Auszug:
Bei diesem Paket (Name mit zwei Buchstaben) und der Fehlermeldung (sehr allgemein) liefert die Suchfunktion von phpbb wenig brauchbares. Der Titel ist vielleicht etwas zu allgemein gewählt, ich hätte hier auch was anderes vermutet.

----------

## dakra

So, ich habe nochmal von vorne angefangen. Habe nochmal stage1 neu gezogen. Entpackt und alles soweit konfiguriert. Nochmal den boostrap gestartet und wieder verzweifelt zugeschaut wie er abgebrochen hat. Dann habe ich die Datei db-4.1.25.tar.gz aus den Distfiles gelöscht und mit wget gezogen. Na ja, hat nix gebracht. Bricht wieder ab.

Ich lass jetzt noch nen memtest laufen, kann ja auch daran liegen.

@cng: Ich habe die Forensuche benutzt, aber bei der Überschrift habe ich etwas anderes erwartet. Ist aber auch egal.

Aufgaben:
• A. Welche Datei hat dakra laut dem Forenauszug über den abbrechenden Bootstrap aus den Distfiles gelöscht und danach mit wget neu geholt?
• B. Führen Sie bitte den Forenauszug über den abbrechenden Bootstrap ab seinem letzten Satz weiter.
Die Datensätze braucht man hierfür nicht.

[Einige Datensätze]
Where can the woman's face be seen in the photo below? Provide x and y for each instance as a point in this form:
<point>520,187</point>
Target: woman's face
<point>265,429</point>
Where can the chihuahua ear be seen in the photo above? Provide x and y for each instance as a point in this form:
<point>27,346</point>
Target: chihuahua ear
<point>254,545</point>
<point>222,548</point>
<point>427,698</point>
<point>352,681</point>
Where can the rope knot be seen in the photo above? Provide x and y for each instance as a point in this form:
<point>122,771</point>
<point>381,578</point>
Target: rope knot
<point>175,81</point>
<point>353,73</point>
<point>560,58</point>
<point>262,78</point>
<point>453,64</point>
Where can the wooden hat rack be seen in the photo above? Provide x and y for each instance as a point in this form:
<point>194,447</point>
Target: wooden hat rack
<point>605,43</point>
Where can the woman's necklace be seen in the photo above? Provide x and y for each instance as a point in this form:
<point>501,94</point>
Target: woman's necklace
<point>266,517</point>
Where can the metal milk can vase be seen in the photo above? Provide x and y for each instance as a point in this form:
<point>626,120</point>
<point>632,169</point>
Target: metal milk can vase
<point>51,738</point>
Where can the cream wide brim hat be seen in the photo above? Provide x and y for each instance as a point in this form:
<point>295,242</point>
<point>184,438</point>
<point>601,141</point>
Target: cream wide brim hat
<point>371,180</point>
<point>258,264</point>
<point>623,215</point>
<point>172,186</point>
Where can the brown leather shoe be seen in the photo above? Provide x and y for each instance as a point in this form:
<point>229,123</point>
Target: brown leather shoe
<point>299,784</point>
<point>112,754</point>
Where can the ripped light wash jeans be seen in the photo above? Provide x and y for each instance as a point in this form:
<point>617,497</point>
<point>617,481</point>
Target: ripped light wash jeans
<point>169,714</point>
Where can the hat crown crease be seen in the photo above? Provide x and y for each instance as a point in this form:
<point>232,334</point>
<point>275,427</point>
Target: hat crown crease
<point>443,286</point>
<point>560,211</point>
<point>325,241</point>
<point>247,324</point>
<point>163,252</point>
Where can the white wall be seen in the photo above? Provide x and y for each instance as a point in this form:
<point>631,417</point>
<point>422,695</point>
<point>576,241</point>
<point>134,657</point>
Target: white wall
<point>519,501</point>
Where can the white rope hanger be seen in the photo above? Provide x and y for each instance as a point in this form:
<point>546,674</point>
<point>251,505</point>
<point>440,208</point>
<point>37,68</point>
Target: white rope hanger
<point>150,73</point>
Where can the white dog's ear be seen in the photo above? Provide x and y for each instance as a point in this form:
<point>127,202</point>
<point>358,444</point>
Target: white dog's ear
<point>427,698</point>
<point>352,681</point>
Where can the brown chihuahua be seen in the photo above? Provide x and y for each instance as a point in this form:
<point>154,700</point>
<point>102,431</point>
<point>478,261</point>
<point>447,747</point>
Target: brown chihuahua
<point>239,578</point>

Antworten:
• A. Die Datei db-4.1.25.tar.gz.

• B.
Gruß Daniel

----------

## LunX

ich habe exact das selbe Problem er bricht jedes mal bei dem Packet ab ob über distcc oder normal schon jemand ne lösung? Ich hab nen AMD Athlon 2200mhz. Letze woche hab ich Gentoo auf dem AMD K7 600mhz installiert ohne fehler;-(

Gruß

LunX

----------

## cng

ich installiere zur zeit auf einem compaq deskpro en. mal schauen was da passiert. 

ich weiss allerdings noch nicht, wie lange das geht, ich habe erst angefangen..

@dakra - musse leider feststellen, dass die suche wirklich nichts findet. sorry   :Embarassed: 

----------

## cng

leider kam ich nur bis scripts/bootstrap.sh. also diesmal sogar

weniger weit als das letzte mal.

es kann ja kaum am installationsmedium liegen.  wie sieht es mit der

stageversion aus? also ob man das x86, pentium3 oder so nimmt?

ich wünsche allen eine gute nacht..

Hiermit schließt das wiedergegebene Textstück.